(Beginning of Material provided)

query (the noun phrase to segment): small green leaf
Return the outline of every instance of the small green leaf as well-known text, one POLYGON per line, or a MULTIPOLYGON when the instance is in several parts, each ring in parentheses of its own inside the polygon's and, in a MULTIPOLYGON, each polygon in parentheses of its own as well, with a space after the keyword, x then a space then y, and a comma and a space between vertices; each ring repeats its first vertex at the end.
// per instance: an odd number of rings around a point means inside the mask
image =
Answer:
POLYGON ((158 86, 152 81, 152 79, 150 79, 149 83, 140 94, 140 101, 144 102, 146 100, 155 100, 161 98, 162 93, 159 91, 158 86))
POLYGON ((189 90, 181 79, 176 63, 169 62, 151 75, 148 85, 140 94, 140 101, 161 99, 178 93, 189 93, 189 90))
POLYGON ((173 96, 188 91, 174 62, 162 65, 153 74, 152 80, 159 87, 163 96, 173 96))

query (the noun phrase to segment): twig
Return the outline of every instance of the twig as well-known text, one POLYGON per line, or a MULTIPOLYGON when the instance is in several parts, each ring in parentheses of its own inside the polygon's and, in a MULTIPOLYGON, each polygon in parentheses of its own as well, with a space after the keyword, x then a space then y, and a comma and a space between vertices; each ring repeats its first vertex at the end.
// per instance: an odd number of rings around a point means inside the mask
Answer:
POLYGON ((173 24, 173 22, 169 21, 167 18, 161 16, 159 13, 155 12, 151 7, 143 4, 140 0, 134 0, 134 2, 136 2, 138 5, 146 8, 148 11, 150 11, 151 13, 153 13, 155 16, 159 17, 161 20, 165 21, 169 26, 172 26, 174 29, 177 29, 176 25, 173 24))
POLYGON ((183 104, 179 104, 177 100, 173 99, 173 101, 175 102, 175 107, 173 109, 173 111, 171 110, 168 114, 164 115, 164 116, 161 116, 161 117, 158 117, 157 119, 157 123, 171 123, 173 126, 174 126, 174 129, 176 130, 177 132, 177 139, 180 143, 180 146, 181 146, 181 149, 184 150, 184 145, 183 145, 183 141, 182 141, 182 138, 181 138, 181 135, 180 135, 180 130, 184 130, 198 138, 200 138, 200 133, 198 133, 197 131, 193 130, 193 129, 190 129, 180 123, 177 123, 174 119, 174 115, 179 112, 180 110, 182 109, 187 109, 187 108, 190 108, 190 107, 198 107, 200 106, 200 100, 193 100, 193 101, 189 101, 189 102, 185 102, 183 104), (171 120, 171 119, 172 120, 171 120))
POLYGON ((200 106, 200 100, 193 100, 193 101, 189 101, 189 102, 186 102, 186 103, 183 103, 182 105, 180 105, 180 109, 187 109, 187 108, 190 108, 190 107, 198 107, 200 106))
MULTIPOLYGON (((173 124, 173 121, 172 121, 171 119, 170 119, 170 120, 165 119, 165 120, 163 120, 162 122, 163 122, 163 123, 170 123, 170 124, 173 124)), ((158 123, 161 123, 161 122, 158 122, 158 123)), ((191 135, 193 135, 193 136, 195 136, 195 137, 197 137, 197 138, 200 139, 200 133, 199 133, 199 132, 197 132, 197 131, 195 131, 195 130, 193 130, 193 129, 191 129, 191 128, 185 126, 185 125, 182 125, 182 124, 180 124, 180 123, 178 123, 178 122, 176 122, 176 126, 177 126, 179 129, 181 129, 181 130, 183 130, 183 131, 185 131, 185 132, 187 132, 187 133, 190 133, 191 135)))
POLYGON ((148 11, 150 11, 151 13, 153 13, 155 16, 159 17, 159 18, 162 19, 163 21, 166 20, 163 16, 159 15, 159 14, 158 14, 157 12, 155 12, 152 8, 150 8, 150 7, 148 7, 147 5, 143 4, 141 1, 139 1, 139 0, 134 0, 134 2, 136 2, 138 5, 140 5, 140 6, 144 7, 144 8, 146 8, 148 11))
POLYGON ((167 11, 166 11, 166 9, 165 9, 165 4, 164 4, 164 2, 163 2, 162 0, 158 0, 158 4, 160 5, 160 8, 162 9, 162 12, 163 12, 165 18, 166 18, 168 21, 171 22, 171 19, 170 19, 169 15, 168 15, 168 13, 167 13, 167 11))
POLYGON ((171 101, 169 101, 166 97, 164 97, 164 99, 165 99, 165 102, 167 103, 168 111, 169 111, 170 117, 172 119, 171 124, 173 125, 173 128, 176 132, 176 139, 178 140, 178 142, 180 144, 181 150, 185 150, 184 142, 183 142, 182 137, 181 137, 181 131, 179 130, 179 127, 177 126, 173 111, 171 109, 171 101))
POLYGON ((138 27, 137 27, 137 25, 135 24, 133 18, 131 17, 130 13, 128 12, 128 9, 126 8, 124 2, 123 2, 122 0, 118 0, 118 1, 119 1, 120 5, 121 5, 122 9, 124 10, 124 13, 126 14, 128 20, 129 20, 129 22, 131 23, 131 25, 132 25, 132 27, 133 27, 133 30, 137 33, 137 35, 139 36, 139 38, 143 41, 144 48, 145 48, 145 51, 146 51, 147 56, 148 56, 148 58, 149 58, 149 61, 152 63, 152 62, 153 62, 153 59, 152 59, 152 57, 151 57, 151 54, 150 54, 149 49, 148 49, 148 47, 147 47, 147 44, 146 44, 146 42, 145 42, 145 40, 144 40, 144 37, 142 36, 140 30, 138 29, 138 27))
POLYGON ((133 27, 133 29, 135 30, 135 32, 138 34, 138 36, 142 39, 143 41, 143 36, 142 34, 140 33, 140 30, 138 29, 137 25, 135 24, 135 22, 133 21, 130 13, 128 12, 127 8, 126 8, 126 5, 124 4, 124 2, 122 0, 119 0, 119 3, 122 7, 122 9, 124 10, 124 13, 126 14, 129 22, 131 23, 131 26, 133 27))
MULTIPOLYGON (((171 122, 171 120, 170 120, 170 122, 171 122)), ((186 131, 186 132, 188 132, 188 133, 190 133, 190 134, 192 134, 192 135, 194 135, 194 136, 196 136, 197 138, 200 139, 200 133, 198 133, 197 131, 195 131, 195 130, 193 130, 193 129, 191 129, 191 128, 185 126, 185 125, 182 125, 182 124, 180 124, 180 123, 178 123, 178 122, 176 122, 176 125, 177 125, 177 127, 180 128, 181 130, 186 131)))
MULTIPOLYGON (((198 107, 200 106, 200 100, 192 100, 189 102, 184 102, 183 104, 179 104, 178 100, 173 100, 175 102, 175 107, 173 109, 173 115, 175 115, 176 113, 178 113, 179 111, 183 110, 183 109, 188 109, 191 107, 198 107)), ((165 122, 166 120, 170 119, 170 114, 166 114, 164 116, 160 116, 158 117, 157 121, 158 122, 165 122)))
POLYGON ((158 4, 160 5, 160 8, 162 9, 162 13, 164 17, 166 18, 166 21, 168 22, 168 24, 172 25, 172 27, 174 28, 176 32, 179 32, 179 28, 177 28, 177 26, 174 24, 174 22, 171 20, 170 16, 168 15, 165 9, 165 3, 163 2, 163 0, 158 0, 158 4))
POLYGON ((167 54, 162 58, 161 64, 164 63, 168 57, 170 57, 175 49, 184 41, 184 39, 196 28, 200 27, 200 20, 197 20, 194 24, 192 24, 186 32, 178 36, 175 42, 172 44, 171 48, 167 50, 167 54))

(End of Material provided)

Problem to work on
Your reply should contain every entry, repeated exactly.

Your response
query (the noun phrase to segment): small green leaf
Return the outline of every instance of the small green leaf as well-known text, one POLYGON per line, or a MULTIPOLYGON when the instance is in several parts, each ring in parentheses of its own inside the polygon's and, in a MULTIPOLYGON, each polygon in parentheses of its own as well, with a space after the keyword, x then a space then y, and a comma and a space between vertices; each ring repeats its first vertex at the end.
// per instance: an odd number of rings around a point means inside the mask
image =
Answer:
POLYGON ((158 86, 152 81, 152 79, 150 79, 149 83, 140 94, 140 101, 144 102, 146 100, 155 100, 161 98, 162 93, 159 91, 158 86))
POLYGON ((189 90, 181 79, 176 63, 169 62, 151 75, 148 85, 140 94, 140 101, 161 99, 178 93, 189 93, 189 90))
POLYGON ((173 96, 188 91, 174 62, 162 65, 153 74, 152 80, 159 87, 163 96, 173 96))

query (the noun phrase to segment): twig
Return the outline of every instance of the twig as well-known text, one POLYGON per line, or a MULTIPOLYGON when the instance is in several parts, each ring in parentheses of its own inside the polygon's and, in a MULTIPOLYGON, each polygon in parentheses of its own as well, with a space after the keyword, x then a space then y, and a comma and a space between vertices; each ring repeats its first vertex at the end.
// per instance: an odd number of rings around a point means inside the mask
Answer:
POLYGON ((173 24, 173 22, 169 21, 167 18, 161 16, 159 13, 155 12, 151 7, 143 4, 140 0, 134 0, 134 2, 136 2, 138 5, 146 8, 148 11, 150 11, 151 13, 153 13, 155 16, 159 17, 161 20, 165 21, 169 26, 172 26, 174 29, 177 29, 176 25, 173 24))
POLYGON ((183 104, 179 104, 177 100, 173 99, 173 101, 175 102, 175 107, 173 109, 173 111, 171 110, 168 114, 164 115, 164 116, 161 116, 161 117, 158 117, 157 119, 157 123, 171 123, 173 126, 174 126, 174 129, 176 130, 177 132, 177 139, 180 143, 180 146, 181 146, 181 149, 184 150, 184 145, 183 145, 183 141, 182 141, 182 138, 181 138, 181 135, 180 135, 180 130, 184 130, 198 138, 200 138, 200 133, 198 133, 197 131, 193 130, 193 129, 190 129, 180 123, 177 123, 174 119, 174 115, 179 112, 180 110, 182 109, 187 109, 187 108, 190 108, 190 107, 198 107, 200 106, 200 100, 193 100, 193 101, 189 101, 189 102, 185 102, 183 104), (171 120, 171 119, 172 120, 171 120))
POLYGON ((200 106, 200 100, 193 100, 193 101, 189 101, 189 102, 186 102, 186 103, 183 103, 182 105, 180 105, 180 109, 187 109, 187 108, 190 108, 190 107, 198 107, 200 106))
MULTIPOLYGON (((173 124, 173 121, 172 121, 171 119, 170 119, 170 120, 165 119, 165 120, 163 120, 162 122, 163 122, 163 123, 170 123, 170 124, 173 124)), ((158 123, 161 123, 161 122, 158 122, 158 123)), ((191 135, 193 135, 193 136, 195 136, 195 137, 197 137, 197 138, 200 139, 200 133, 199 133, 199 132, 197 132, 197 131, 195 131, 195 130, 193 130, 193 129, 191 129, 191 128, 185 126, 185 125, 182 125, 182 124, 180 124, 180 123, 178 123, 178 122, 176 122, 176 126, 177 126, 179 129, 181 129, 181 130, 183 130, 183 131, 185 131, 185 132, 187 132, 187 133, 190 133, 191 135)))
POLYGON ((148 11, 150 11, 151 13, 153 13, 155 16, 159 17, 159 18, 162 19, 163 21, 166 20, 163 16, 159 15, 159 14, 158 14, 157 12, 155 12, 152 8, 150 8, 150 7, 148 7, 147 5, 143 4, 141 1, 139 1, 139 0, 134 0, 134 2, 136 2, 138 5, 140 5, 140 6, 144 7, 144 8, 146 8, 148 11))
POLYGON ((167 11, 166 11, 166 9, 165 9, 165 4, 164 4, 164 2, 163 2, 162 0, 158 0, 158 4, 160 5, 160 8, 162 9, 162 12, 163 12, 165 18, 166 18, 168 21, 171 22, 171 19, 170 19, 169 15, 168 15, 168 13, 167 13, 167 11))
POLYGON ((171 101, 169 101, 166 97, 164 97, 164 99, 165 99, 165 102, 167 103, 168 111, 169 111, 170 117, 172 119, 171 124, 173 125, 173 128, 176 132, 176 139, 178 140, 178 142, 180 144, 181 150, 185 150, 184 142, 183 142, 182 137, 181 137, 181 131, 179 130, 179 127, 177 126, 173 111, 171 109, 171 101))
POLYGON ((138 27, 137 27, 137 25, 135 24, 133 18, 131 17, 130 13, 128 12, 128 9, 126 8, 124 2, 123 2, 122 0, 118 0, 118 1, 119 1, 120 5, 121 5, 122 9, 124 10, 124 13, 126 14, 128 20, 129 20, 129 22, 131 23, 131 25, 132 25, 132 27, 133 27, 133 30, 137 33, 137 35, 139 36, 139 38, 143 41, 144 48, 145 48, 145 51, 146 51, 147 56, 148 56, 148 58, 149 58, 149 61, 152 63, 152 62, 153 62, 153 59, 152 59, 152 57, 151 57, 151 54, 150 54, 149 49, 148 49, 148 47, 147 47, 147 44, 146 44, 146 42, 145 42, 145 40, 144 40, 144 37, 142 36, 140 30, 138 29, 138 27))
POLYGON ((133 27, 133 29, 135 30, 135 32, 138 34, 138 36, 142 39, 143 41, 143 36, 142 34, 140 33, 140 30, 138 29, 137 25, 135 24, 135 22, 133 21, 130 13, 128 12, 127 8, 126 8, 126 5, 124 4, 124 2, 122 0, 119 0, 119 3, 122 7, 122 9, 124 10, 124 13, 126 14, 129 22, 131 23, 131 26, 133 27))
MULTIPOLYGON (((171 122, 171 120, 170 120, 170 122, 171 122)), ((186 131, 186 132, 188 132, 188 133, 190 133, 190 134, 192 134, 192 135, 194 135, 194 136, 196 136, 197 138, 200 139, 200 133, 198 133, 197 131, 195 131, 195 130, 193 130, 193 129, 191 129, 191 128, 185 126, 185 125, 182 125, 182 124, 180 124, 180 123, 178 123, 178 122, 176 122, 176 125, 177 125, 177 127, 180 128, 181 130, 186 131)))
MULTIPOLYGON (((198 107, 200 106, 200 100, 192 100, 189 102, 184 102, 183 104, 179 104, 178 100, 173 100, 175 102, 175 107, 173 109, 173 115, 175 115, 176 113, 178 113, 179 111, 183 110, 183 109, 188 109, 191 107, 198 107)), ((165 122, 166 120, 170 119, 170 114, 166 114, 164 116, 160 116, 158 117, 157 121, 158 122, 165 122)))
POLYGON ((158 4, 160 5, 160 8, 162 9, 162 13, 164 17, 166 18, 166 21, 168 22, 168 24, 172 25, 172 27, 174 28, 176 32, 179 32, 179 28, 177 28, 177 26, 174 24, 174 22, 171 20, 170 16, 168 15, 165 9, 165 3, 163 2, 163 0, 158 0, 158 4))
POLYGON ((167 54, 162 58, 161 64, 164 63, 168 57, 170 57, 175 49, 184 41, 184 39, 196 28, 200 27, 200 20, 197 20, 194 24, 192 24, 186 32, 178 36, 175 42, 172 44, 171 48, 167 50, 167 54))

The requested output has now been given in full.